Locate every line in the records that contains the word "pink", and copy each of those lines in full.

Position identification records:
***

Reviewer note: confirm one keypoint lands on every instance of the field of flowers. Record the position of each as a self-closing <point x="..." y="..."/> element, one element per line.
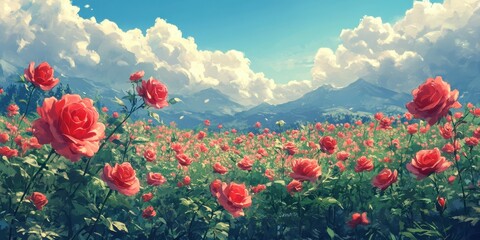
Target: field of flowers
<point x="72" y="171"/>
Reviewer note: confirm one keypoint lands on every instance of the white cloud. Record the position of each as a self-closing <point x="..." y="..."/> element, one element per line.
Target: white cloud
<point x="53" y="31"/>
<point x="431" y="39"/>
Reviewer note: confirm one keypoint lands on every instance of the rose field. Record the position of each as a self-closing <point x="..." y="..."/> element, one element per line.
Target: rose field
<point x="72" y="170"/>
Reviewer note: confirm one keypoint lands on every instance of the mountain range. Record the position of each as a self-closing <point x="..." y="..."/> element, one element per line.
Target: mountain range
<point x="360" y="99"/>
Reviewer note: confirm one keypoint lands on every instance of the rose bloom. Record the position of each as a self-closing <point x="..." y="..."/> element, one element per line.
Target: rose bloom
<point x="340" y="166"/>
<point x="147" y="197"/>
<point x="476" y="133"/>
<point x="305" y="169"/>
<point x="187" y="180"/>
<point x="358" y="219"/>
<point x="201" y="135"/>
<point x="218" y="168"/>
<point x="121" y="178"/>
<point x="4" y="137"/>
<point x="290" y="148"/>
<point x="137" y="76"/>
<point x="215" y="187"/>
<point x="446" y="130"/>
<point x="294" y="186"/>
<point x="471" y="141"/>
<point x="70" y="125"/>
<point x="259" y="188"/>
<point x="183" y="159"/>
<point x="412" y="128"/>
<point x="8" y="152"/>
<point x="328" y="144"/>
<point x="234" y="198"/>
<point x="155" y="179"/>
<point x="364" y="164"/>
<point x="150" y="155"/>
<point x="149" y="212"/>
<point x="385" y="178"/>
<point x="41" y="76"/>
<point x="12" y="110"/>
<point x="245" y="164"/>
<point x="154" y="93"/>
<point x="342" y="155"/>
<point x="427" y="162"/>
<point x="38" y="199"/>
<point x="432" y="100"/>
<point x="269" y="174"/>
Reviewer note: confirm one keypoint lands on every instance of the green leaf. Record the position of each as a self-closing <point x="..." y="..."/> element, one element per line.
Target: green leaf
<point x="140" y="140"/>
<point x="330" y="233"/>
<point x="120" y="226"/>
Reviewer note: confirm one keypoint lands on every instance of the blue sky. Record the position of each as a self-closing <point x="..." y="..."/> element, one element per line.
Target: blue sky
<point x="280" y="37"/>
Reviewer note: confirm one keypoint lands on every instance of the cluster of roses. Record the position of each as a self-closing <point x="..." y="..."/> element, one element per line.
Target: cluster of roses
<point x="70" y="125"/>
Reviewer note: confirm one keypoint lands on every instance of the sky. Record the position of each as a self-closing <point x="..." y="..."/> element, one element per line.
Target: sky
<point x="280" y="37"/>
<point x="252" y="51"/>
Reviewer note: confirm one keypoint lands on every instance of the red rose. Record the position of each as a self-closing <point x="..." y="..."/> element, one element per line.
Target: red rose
<point x="358" y="219"/>
<point x="246" y="164"/>
<point x="121" y="178"/>
<point x="147" y="197"/>
<point x="155" y="179"/>
<point x="38" y="199"/>
<point x="364" y="164"/>
<point x="154" y="93"/>
<point x="183" y="159"/>
<point x="427" y="162"/>
<point x="342" y="155"/>
<point x="137" y="76"/>
<point x="187" y="180"/>
<point x="70" y="125"/>
<point x="385" y="178"/>
<point x="328" y="144"/>
<point x="294" y="186"/>
<point x="4" y="137"/>
<point x="218" y="168"/>
<point x="471" y="141"/>
<point x="12" y="110"/>
<point x="215" y="187"/>
<point x="305" y="169"/>
<point x="412" y="128"/>
<point x="150" y="155"/>
<point x="41" y="76"/>
<point x="259" y="188"/>
<point x="432" y="100"/>
<point x="8" y="152"/>
<point x="290" y="148"/>
<point x="446" y="130"/>
<point x="234" y="198"/>
<point x="269" y="174"/>
<point x="149" y="212"/>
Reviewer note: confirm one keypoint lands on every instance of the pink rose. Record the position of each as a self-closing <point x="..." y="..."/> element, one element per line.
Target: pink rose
<point x="70" y="125"/>
<point x="41" y="76"/>
<point x="432" y="100"/>
<point x="121" y="178"/>
<point x="427" y="162"/>
<point x="154" y="93"/>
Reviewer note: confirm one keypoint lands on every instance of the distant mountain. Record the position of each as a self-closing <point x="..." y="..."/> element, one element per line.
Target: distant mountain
<point x="358" y="100"/>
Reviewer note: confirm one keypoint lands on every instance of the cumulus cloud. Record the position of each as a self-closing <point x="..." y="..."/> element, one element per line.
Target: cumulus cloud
<point x="52" y="31"/>
<point x="431" y="39"/>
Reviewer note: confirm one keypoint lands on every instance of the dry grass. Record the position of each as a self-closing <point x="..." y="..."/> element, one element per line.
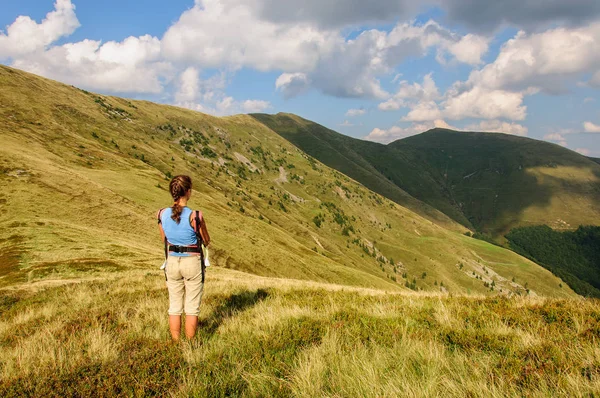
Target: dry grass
<point x="271" y="337"/>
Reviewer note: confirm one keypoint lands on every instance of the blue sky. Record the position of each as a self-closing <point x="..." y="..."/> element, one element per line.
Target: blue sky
<point x="380" y="71"/>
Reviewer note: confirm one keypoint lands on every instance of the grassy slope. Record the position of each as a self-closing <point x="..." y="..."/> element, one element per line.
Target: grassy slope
<point x="502" y="181"/>
<point x="347" y="155"/>
<point x="82" y="176"/>
<point x="274" y="337"/>
<point x="83" y="305"/>
<point x="489" y="182"/>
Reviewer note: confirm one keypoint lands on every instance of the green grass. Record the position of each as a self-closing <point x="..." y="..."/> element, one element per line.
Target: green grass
<point x="290" y="308"/>
<point x="81" y="182"/>
<point x="488" y="182"/>
<point x="574" y="256"/>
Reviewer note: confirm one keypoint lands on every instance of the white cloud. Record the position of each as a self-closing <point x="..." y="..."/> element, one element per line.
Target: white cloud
<point x="556" y="137"/>
<point x="497" y="126"/>
<point x="292" y="84"/>
<point x="25" y="36"/>
<point x="216" y="33"/>
<point x="255" y="106"/>
<point x="208" y="95"/>
<point x="132" y="65"/>
<point x="469" y="49"/>
<point x="188" y="85"/>
<point x="422" y="112"/>
<point x="394" y="133"/>
<point x="590" y="127"/>
<point x="583" y="151"/>
<point x="355" y="112"/>
<point x="483" y="103"/>
<point x="543" y="60"/>
<point x="410" y="94"/>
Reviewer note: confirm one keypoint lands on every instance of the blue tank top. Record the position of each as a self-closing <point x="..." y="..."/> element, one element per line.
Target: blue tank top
<point x="181" y="234"/>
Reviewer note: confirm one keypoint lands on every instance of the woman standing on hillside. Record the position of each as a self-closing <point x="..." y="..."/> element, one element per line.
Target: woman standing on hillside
<point x="183" y="232"/>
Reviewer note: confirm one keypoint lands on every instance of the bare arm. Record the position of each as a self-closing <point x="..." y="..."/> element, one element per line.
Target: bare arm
<point x="203" y="231"/>
<point x="162" y="232"/>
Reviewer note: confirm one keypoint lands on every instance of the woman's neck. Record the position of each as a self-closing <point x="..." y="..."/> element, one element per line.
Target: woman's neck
<point x="182" y="202"/>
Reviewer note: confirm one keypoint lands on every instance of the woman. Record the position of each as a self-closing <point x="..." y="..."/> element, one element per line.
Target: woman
<point x="184" y="269"/>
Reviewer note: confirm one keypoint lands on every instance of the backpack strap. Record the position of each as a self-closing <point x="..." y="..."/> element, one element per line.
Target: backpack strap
<point x="200" y="242"/>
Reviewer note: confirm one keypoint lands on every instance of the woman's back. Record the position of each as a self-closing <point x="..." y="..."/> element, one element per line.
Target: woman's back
<point x="181" y="234"/>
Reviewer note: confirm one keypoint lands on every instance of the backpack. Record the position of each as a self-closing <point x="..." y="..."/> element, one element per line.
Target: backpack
<point x="202" y="249"/>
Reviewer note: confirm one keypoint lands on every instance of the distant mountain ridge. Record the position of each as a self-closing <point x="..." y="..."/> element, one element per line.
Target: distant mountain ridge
<point x="94" y="170"/>
<point x="489" y="182"/>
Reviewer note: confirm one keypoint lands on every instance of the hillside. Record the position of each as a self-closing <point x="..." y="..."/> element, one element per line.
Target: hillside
<point x="82" y="176"/>
<point x="271" y="337"/>
<point x="488" y="182"/>
<point x="313" y="288"/>
<point x="572" y="255"/>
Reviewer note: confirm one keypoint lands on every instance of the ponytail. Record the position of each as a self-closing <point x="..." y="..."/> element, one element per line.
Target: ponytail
<point x="179" y="186"/>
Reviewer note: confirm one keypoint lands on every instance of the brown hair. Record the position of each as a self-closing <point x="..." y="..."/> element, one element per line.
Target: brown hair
<point x="179" y="186"/>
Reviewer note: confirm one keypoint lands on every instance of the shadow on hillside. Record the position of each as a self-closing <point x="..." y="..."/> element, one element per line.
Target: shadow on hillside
<point x="228" y="307"/>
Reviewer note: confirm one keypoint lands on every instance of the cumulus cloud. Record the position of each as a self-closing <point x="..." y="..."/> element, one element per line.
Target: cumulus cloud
<point x="482" y="103"/>
<point x="209" y="96"/>
<point x="583" y="151"/>
<point x="254" y="106"/>
<point x="132" y="65"/>
<point x="394" y="133"/>
<point x="408" y="94"/>
<point x="556" y="137"/>
<point x="542" y="60"/>
<point x="215" y="33"/>
<point x="355" y="112"/>
<point x="498" y="126"/>
<point x="292" y="84"/>
<point x="590" y="127"/>
<point x="25" y="36"/>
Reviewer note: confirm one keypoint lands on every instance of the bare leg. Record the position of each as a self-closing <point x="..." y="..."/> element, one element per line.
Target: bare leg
<point x="191" y="324"/>
<point x="175" y="326"/>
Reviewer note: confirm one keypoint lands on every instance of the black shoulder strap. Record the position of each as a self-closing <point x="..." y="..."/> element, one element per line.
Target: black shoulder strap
<point x="199" y="237"/>
<point x="197" y="229"/>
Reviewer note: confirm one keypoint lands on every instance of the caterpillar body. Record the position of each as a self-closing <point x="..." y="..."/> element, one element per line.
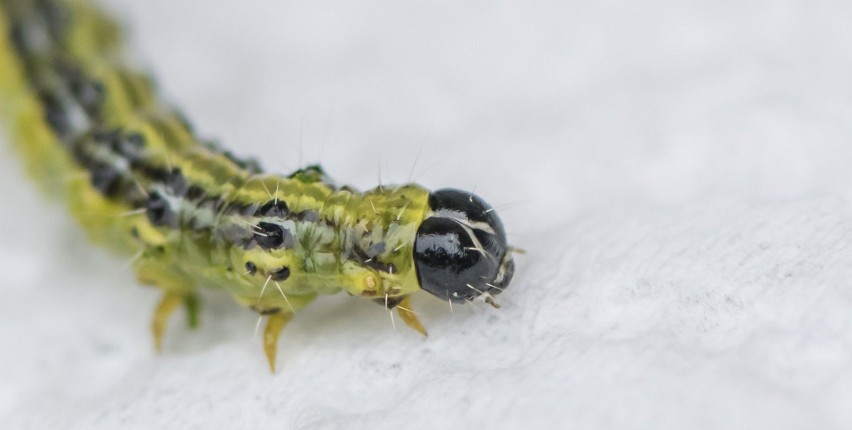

***

_Answer_
Reviewer note: confirm one keypoint lands on every instance of the pink rose. Record the position of each as a self-closing <point x="..." y="..."/> element, one element per line.
Target: pink rose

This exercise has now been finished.